+++ Data for processing +++

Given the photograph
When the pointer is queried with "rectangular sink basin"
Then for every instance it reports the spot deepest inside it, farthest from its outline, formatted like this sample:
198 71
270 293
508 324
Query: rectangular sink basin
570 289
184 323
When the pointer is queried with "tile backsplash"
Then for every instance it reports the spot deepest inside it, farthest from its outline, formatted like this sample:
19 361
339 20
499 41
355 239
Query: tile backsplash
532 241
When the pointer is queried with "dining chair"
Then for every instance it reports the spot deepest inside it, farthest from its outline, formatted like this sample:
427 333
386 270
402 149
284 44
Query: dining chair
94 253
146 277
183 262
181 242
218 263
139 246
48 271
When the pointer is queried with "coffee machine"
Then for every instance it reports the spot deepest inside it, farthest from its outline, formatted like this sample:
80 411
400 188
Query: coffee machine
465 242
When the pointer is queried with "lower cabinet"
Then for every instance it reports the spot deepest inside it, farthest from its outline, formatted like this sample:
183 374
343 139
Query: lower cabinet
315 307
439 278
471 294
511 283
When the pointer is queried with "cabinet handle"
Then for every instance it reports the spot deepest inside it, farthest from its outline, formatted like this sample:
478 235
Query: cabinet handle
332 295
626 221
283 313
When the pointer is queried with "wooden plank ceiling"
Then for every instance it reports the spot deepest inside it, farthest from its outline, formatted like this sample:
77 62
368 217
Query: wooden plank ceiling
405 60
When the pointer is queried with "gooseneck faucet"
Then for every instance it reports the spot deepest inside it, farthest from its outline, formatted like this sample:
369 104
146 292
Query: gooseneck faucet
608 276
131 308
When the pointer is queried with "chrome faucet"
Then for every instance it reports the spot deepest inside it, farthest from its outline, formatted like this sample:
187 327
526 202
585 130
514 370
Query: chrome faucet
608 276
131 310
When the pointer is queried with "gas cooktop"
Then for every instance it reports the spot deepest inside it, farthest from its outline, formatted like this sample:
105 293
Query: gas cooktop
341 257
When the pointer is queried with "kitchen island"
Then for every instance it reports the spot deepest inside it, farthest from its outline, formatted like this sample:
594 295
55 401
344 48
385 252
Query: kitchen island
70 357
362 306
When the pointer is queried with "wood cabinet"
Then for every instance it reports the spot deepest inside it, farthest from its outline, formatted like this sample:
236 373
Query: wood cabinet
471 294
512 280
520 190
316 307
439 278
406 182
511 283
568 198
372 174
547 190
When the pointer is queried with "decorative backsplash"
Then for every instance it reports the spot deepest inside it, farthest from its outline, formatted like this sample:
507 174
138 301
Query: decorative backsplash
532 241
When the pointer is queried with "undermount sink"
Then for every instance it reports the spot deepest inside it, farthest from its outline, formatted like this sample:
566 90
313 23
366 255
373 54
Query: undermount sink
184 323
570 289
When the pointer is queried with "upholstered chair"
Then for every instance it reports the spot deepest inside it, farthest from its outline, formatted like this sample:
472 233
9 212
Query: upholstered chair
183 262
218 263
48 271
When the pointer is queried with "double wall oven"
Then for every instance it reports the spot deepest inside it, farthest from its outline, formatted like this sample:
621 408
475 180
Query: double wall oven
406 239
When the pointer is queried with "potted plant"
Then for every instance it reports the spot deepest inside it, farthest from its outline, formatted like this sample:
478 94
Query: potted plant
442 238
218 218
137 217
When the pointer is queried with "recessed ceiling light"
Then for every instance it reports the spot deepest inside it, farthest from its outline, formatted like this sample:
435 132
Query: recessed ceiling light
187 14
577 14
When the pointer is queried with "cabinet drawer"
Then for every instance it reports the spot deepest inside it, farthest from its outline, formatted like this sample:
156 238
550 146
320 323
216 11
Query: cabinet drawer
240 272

+++

Request => Print the material once more, exactly.

Reply =>
Given the photograph
When the pointer is queried with "rectangular sink basin"
Then for every instance it reports the spot deepest inside it, farthest from its outline, formatted like this sample:
198 71
270 293
508 324
Query: rectangular sink basin
570 289
184 323
When the pointer is queried with "tile backsplash"
Then for every instance it reports the spot deepest inside it, farthest from its outline, formatted like this sample:
19 361
339 20
499 41
355 239
Query: tile backsplash
532 241
When the pointer is queried with "dining chair"
Then for every instance it reports the spot deepest inside it, farthest from its outline, formatted like this sample:
427 333
386 270
402 149
284 44
Query: dining chair
94 253
146 277
183 262
181 242
218 263
139 246
48 271
When the pointer is queried with "coffee machine"
Then for every instance it reports the spot deepest inside it, farthest from its outline, formatted like this sample:
80 411
400 188
Query: coffee machine
465 242
When the pointer is queried with "lower cabinet"
Then for every instance it reports the spot deepest inside it, farthest from its outline, formatted like this sample:
183 374
343 139
Query: lower cabinet
315 307
439 278
471 294
511 283
When the pointer is queried with "cabinet handle"
Then for every instance it reports the spot deepest inside it, farthest from its outline, formatted like this sample:
478 235
Query: cabinet handle
332 295
626 221
283 313
When the pointer is queried with "wooden plank ceiling"
Then for every instance it reports the spot deepest inside it, farthest from its outline, formatted like this sample:
77 62
368 217
Query: wooden plank ceiling
405 60
When the pointer is queried with "gooseneck faucet"
Then for every instance it reports the spot deepest inside it, farthest from its outline, formatted like this sample:
369 104
146 292
Query: gooseneck faucet
608 276
131 308
When the pointer is queried with "chrome faucet"
Then for every instance it reports the spot deepest inside it, farthest from its outline, formatted like this sample:
187 327
526 202
585 130
514 370
Query: chrome faucet
608 276
131 310
When the pointer is queried with "gas cooktop"
Then for every instance it reports the spot deepest inside it, farthest from its outline, formatted like this sample:
105 293
Query: gas cooktop
341 257
When the pointer is queried with "kitchen island"
Then for every instance it reports the spot deepest inside it, farthest from its outline, formatted like this sample:
594 295
55 401
344 48
385 252
Query: kitchen island
70 357
362 306
When the pointer is queried with "wood cabinet"
Then for every instance it reports the spot deepest inside it, farthest from its outline, formatted like this sample:
236 373
Query: wood cabinet
471 294
512 280
520 190
316 307
439 278
406 182
511 283
568 198
372 174
547 190
When the pointer is queried with "decorative backsplash"
Then for every instance it reports the spot deepest inside it, farthest from its outline, formatted like this sample:
507 174
138 301
Query: decorative backsplash
532 241
When the pointer is queried with "undermount sink"
Then for every instance it reports the spot deepest inside it, farthest from its outline, formatted like this sample:
566 90
313 23
366 255
373 54
Query: undermount sink
184 323
570 289
When the pointer is queried with "upholstered chair"
Then for every instance it reports the spot deepest inside it, farthest from its outline, formatted like this sample:
472 233
9 212
Query: upholstered chair
183 262
218 263
48 271
When the pointer is queried with "double wall oven"
Then for every instance it reports the spot deepest inside it, farthest from its outline, formatted like this sample:
621 408
475 180
Query: double wall oven
406 239
When the pointer is queried with "potted plant"
Then for every instance it reports the spot deepest inside it, farthest from its outline, formatted like this sample:
478 94
Query: potted plant
442 238
218 218
137 217
When the pointer is queried with "recessed ceiling light"
Then for every instance it reports the spot deepest inside it, farthest from its outline, formatted like this sample:
435 132
Query: recessed ceiling light
187 14
577 14
When the pointer is queried with "cabinet drawer"
Then for every instance it reports the spot deepest inside it, farthest from its outline, formatted like this sample:
156 238
550 146
320 323
216 11
Query: cabinet drawer
240 272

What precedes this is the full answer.